▶ _SOURCE PASSAGE_
Home > Rayne > I feel pretty…oh, so pretty…

I feel pretty…oh, so pretty…

January 10th, 2014

imageSo last night, I dyed my hair.

I was supposed to wait till Master felt like helping me (or had the time…lately, it’s more that he doesn’t have time for anything), but I got tired of waiting. I wanted it done already. So in anticipation of the mess I was going to make, I covered the bathroom with garbage bags, mixed up a couple bags of henna-based, all natural dye, and went to town.

I used this color the last time I dyed my hair, but my hair was longer, and chemically treated in some places, and much, much more damaged. At the time, I was using Suave shampoo and conditioner because we couldn’t afford something good for my hair, so my hair was super dry. Plus, I followed directions on the internet rather than directions on the package. Over all, it was a giant recipe for disaster, and it didn’t come out quite how I wanted it, and…yeah.

▶ _DATA PROVIDED_
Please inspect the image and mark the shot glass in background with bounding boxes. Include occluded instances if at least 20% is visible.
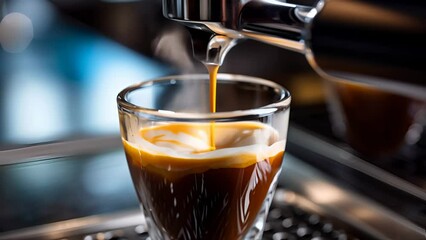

▶ _WRITTEN EXERCISE 1_
Answer these questions from the blog post about dyeing hair, one answer per line, marked to match.
(a) What did the writer cover the bathroom with before starting?
(b) What kind of dye did the writer mix up?
(c) What brand of shampoo and conditioner was the writer using around the time of the previous dye job?
▶ _WRITTEN EXERCISE 2_
Summarize the hair-dyeing blog post in two sentences.
▶ _WRITTEN EXERCISE 3_
Carry on the blog post about dyeing hair, starting after its last sentence.

▶ _EXPECTED ANSWER 1_
(a) Garbage bags
(b) A henna-based, all natural dye
(c) Suave

▶ _EXPECTED ANSWER 2_
Tired of waiting for Master to have time to help, the writer covered the bathroom with garbage bags and dyed their own hair with a henna-based, all natural dye. The writer had used the same color before, but that time their hair was longer, more damaged, partly chemically treated and dry from Suave products, and following internet directions instead of the package ones meant it didn't come out as hoped.

▶ _EXPECTED ANSWER 3_
Oh, did I not mention I cut my hair? I can’t remember. I mean, if you follow me on Twitter, you know, because I practically live-tweeted that shit. I was super nervous about it. Partly because the girl took off 2 1/2 feet, but mostly, I was nervous about the bangs. I haven’t had bangs since middle school, and back then, we cut a very thin layer of bangs straight across just under the brow line, rolled them under with a curling iron, and then sprayed the shit out of them so that they didn’t lose their curl. Ahh…the 90s.

These days, my shampoo and conditioner each cost $8 a bottle, which sends my heart into palpitations when I think about it, but Master likes the brand, and has ordered me to keep buying it. It’s done wonders for my hair. Even though I’m dehydrated more often than not (my body doesn’t retain hydration as well as it should), my hair has evolved to be closer to “normal” than “so dry it breaks if you so much as breathe on it.”

I had the girl cut off a lot to get rid of the last of the chemically treated part of my hair. She cut it just a smidge shorter than I wanted her to, but Master likes it, and it’ll grow back, so I’m really not bothered by it.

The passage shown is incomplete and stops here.